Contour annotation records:

★ ★ ★ ★ ★ ★ ★

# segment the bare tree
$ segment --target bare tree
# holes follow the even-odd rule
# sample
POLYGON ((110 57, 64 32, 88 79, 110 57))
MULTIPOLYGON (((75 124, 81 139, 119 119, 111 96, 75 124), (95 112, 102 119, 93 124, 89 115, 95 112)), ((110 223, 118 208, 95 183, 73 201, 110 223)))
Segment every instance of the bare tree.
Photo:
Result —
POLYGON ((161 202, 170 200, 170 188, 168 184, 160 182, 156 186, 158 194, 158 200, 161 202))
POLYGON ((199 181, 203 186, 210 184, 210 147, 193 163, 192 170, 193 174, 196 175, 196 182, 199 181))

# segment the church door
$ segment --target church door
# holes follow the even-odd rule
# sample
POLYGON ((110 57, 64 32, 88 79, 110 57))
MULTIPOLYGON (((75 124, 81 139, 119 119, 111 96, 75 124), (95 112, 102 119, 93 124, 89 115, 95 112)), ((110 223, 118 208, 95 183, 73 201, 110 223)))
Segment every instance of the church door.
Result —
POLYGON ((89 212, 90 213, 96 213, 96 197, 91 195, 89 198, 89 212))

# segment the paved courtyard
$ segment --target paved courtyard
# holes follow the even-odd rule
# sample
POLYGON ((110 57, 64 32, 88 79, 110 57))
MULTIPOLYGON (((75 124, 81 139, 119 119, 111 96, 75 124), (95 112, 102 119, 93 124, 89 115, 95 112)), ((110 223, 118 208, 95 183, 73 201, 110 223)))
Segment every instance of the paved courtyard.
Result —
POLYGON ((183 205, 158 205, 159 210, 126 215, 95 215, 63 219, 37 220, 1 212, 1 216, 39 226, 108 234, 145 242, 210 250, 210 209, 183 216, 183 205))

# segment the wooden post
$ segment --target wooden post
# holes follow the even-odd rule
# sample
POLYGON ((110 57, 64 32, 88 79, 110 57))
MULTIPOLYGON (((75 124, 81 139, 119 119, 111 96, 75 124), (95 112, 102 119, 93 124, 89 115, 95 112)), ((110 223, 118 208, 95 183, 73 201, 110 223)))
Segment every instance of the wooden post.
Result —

★ ★ ★ ★ ★ ★ ★

WHAT YOU HAVE TO DO: Output the lines of the records as a numbered list, omitting blank lines.

RIGHT ANSWER:
1. # segment the bare tree
2. $ segment --target bare tree
3. # holes follow the even-odd rule
4. # sample
5. POLYGON ((110 57, 64 32, 88 79, 110 57))
6. MULTIPOLYGON (((75 124, 81 139, 119 119, 111 96, 75 124), (95 112, 102 119, 93 124, 89 115, 95 112)), ((110 223, 118 208, 95 183, 73 201, 110 223)))
7. Segment every instance of the bare tree.
8. Photo:
9. Result —
10. POLYGON ((161 202, 170 200, 170 188, 168 184, 160 182, 156 186, 158 194, 158 200, 161 202))
11. POLYGON ((199 181, 203 186, 210 184, 210 147, 193 163, 192 170, 193 174, 196 175, 196 182, 199 181))
12. # segment the church door
13. $ segment --target church door
14. # holes follow the even-odd rule
15. # sample
16. POLYGON ((110 57, 64 32, 88 79, 110 57))
17. MULTIPOLYGON (((75 124, 81 139, 119 119, 111 96, 75 124), (95 112, 102 119, 93 124, 89 115, 95 112)), ((110 223, 118 208, 95 183, 73 201, 110 223)))
18. Segment every instance of the church door.
19. Result —
20. POLYGON ((89 212, 90 213, 96 213, 96 197, 91 195, 89 198, 89 212))
21. # segment the paved courtyard
22. $ segment --target paved courtyard
23. # holes follow the even-odd rule
24. # sample
25. POLYGON ((110 57, 64 32, 88 79, 110 57))
26. MULTIPOLYGON (((75 124, 81 139, 119 119, 111 96, 75 124), (95 112, 102 119, 93 124, 89 115, 95 112)), ((110 223, 118 208, 95 183, 73 201, 110 223)))
27. Segment every instance of the paved courtyard.
28. Result —
29. POLYGON ((183 205, 158 205, 159 210, 126 215, 95 215, 63 219, 37 220, 1 212, 1 216, 39 226, 108 234, 145 242, 210 250, 210 209, 183 216, 183 205))
30. # segment the wooden post
31. $ segment --target wooden post
32. # holes follow the even-odd rule
33. # sample
34. POLYGON ((110 57, 64 32, 88 79, 110 57))
35. MULTIPOLYGON (((75 124, 81 139, 119 119, 111 96, 75 124), (95 112, 102 119, 93 124, 89 115, 95 112)), ((110 223, 118 208, 95 183, 73 201, 110 223)))
36. Segment every instance of the wooden post.
37. Result —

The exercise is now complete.